Supplied text ::
— start —

Regarding the generic constraint comment (@NickStrupat) there are areas where using that could avoid (a) the interface invocation tax and (b) the struct-boxing tax incurred when an instance is used via its interface, particularly for things like IEnumerable and IEnumerator, which work really well as structs.

@markrendle absolutely. What I'm a bit disappointed about is that JIT doesn't emit a specialized method for classes as well. It could emit a method where all of the calls to the interface methods are resolved to call the methods on the class (at least if that class is sealed so it knows there won't be polymorphic behaviour).

I just tested @Thealexbarney 's demo program with an added SealedArrayWrapper and having all tests call a generic version of the Sum... method. The results are the same sealed or not.

Developing a library which reads the method body as IL and emits a DynamicMethod with the modified IL for sealed classes could be a workable solution.

Adding @cmckinsey

So in summary, RyuJIT does not take advantage of the optimization opportunity to output specialized native executable code for generic methods taking an interface/class-constrained parameter where T is a sealed class, despite value types receiving this optimization. The specialized code would in theory be calling the method directly instead of during a virtual table look-up call, assuming this is how it works for value types(?).

Is that correct? Does anyone have expertise on what changes that would require?

Scenarios like this where high performance abstractions can be achieved through using a sealed derived class combined with generic methods in hot loops or elsewhere could be considered very valuable for people with their eyes on the "performance as a feature" aspect of .NET development.

So in summary, RyuJIT does not take advantage of the optimization opportunity to output specialized native executable code for generic methods taking an interface/class-constrained parameter where T is a sealed class, despite value types receiving this optimization. The specialized code would in theory be calling the method directly instead of during a virtual table look-up call, assuming this is how it works for value types

It works that way for value types because there aren't any reasonable alternatives (e.g the code for List<double> and List<int> has to be different because the 2 value types have different sizes and require different instructions, the only way to avoid this is to do box those values like Java generics do).

Doing the same thing indiscriminately in the case of reference types would result in a code explosion and in many cases it would be useless or worse, have adverse effects. If such specialization is done then it should be done only when needed and that makes things more difficult. The JIT needs to somehow figure which code paths are worth optimizing either at runtime (like Java supposedly does) or by having profiling information collected in advance (e.g. via tools like mpgo). And each approach has its pros and cons (e.g. the Java approach wouldn't probably work in AOT runtimes such as .NET Native and CoreRT).

— end —

Given material ::
— start —

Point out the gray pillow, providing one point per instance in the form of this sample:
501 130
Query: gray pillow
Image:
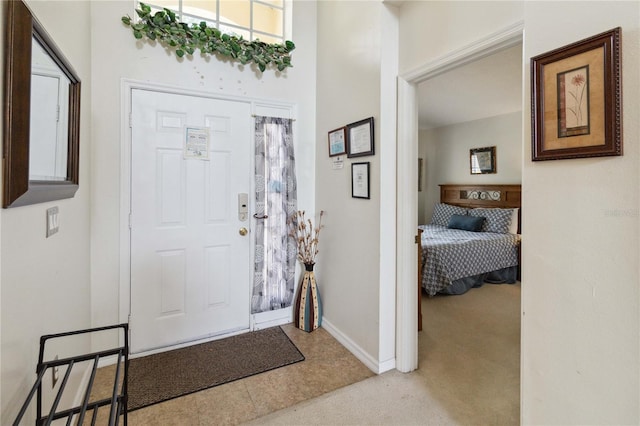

— end —

Written instruction 1 :: List every @-prefixed user handle mentioned in the forum thread on JIT specialization.
Written instruction 2 :: Reproduce the passage of the forum thread on JIT specialization starting with "Developing a library" and going on through "for value types(?).".
Written instruction 3 :: Carry on the forum thread on JIT specialization from the point where it stops.

Task response 1 ::
@NickStrupat
@markrendle
@Thealexbarney
@cmckinsey

Task response 2 ::
Developing a library which reads the method body as IL and emits a DynamicMethod with the modified IL for sealed classes could be a workable solution.

Adding @cmckinsey

So in summary, RyuJIT does not take advantage of the optimization opportunity to output specialized native executable code for generic methods taking an interface/class-constrained parameter where T is a sealed class, despite value types receiving this optimization. The specialized code would in theory be calling the method directly instead of during a virtual table look-up call, assuming this is how it works for value types(?).

Task response 3 ::
@NickStrupat the caller can choose to force the implementation for the generic by creating a non-generic struct wrapper

struct ListWrapper : IList<int>
{
    private List<int> _list;
    public ListWrapper(List<int> list)
    {
        _list = list;
    } 
    public int Count => _list.Count;
    //...
}

var result = SumIList(new ListWrapper(list));

It should also give you the benefits of inlining back

@vancem The microbenchmark is not completely representative of the hot spots in our code, but it's not _too_ far off. The most severely I run into this performance decrease is when working with code that uses interfaces such as IList or IReadOnlyList.

Here's one example of a possible situation. Let's say someone's writing some code that does some sort of data processing, and the functions to call this code accept an Array. This implementation is working fine, and performance is good.

Now this person needs to pass in portion of a large array to this function. They have two main options: Create a new, smaller array, allocating memory in the process, or create an object (Similar to ArraySegment or Span) that abstracts the access to the original array, requiring duplicated code to handle the object, incurring a slight increase in execution time, but without a large memory allocation.

I won't go into any more detail, but there are a few more memory abstractions that this person uses in different situations, and a common theme between all of them is that they can all implement IList. Currently there are multiple versions of the code that have to be maintained, but if a single version of the code accepted an IList, ease of maintenance and the size of the code base would be better. However, making the original code accept an IList instead of an Array results in about a 2-4x increase in execution time, depending on the situation.

I'm not that great at creating scenarios, but I hope this shows one situation where a developer could run into this issue.

@mikedn I'm not suggesting indiscriminately doing the same thing for reference types. Only for sealed classes.

@benaadams The wrapper struct can actually be generic and receive the same inlining treatment.

I'm not suggesting indiscriminately doing the same thing for reference types. Only for sealed classes.

How does doing it only for sealed classes help? List<T> and most collection classes aren't sealed anyway. The only commonly used "collection class" that is sealed is T[]. But even then wholesale generic method specialization doesn't necessarily solve this issue. The JIT needs to somehow figure out which specialization to call and at compile time this is only possible if the actual type of the collection is known at the callsite. As in:
C# void foo() { IList<int> nums = new int[42]; ... // the compiler knows that nums is int[] so it could call // a specialized version of SumIList SumIList(nums); }
Otherwise the best a compiler can do is something along the lines of @benaadams first example. And that kind of approach needs to be driven by profiling information otherwise you risk ending up with a larger and slower program.

@mikedn I think we've each been talking about slightly different scenarios, so I'll try to specify again.

If the calling code knows the IList<T> is T[] or some derived and sealed class of any IList<T>, the following method could and should perform the same "inlining" as value-type IList<T>s already receive.

private static int SumIList<TList>(TList list) where TList : IList<int>
{
    int result = 0;
    if (list != null)
    {
        int length = list.Count;
        for (int i = 0; i < length; i++)
            result += list[i];
    }
    return result;
}

If TList is a value-type, we get the same performance as if SumIList were overloaded specifically for TList, but not if TList is a sealed class.

Currently, as @benaadams points out, we need to make a value-type wrapper to get the "inlining". If someone has a List<T> or some other standard IList<T> collection, they need to make a struct wrapper for that particular class.

@NickStrupat as @mikedn points out if that was done wholesale it would cause a binary size explosion especially as then it would start inlining code into these functions. It would be worthwhile in hot paths but disadvantageous to do in all paths.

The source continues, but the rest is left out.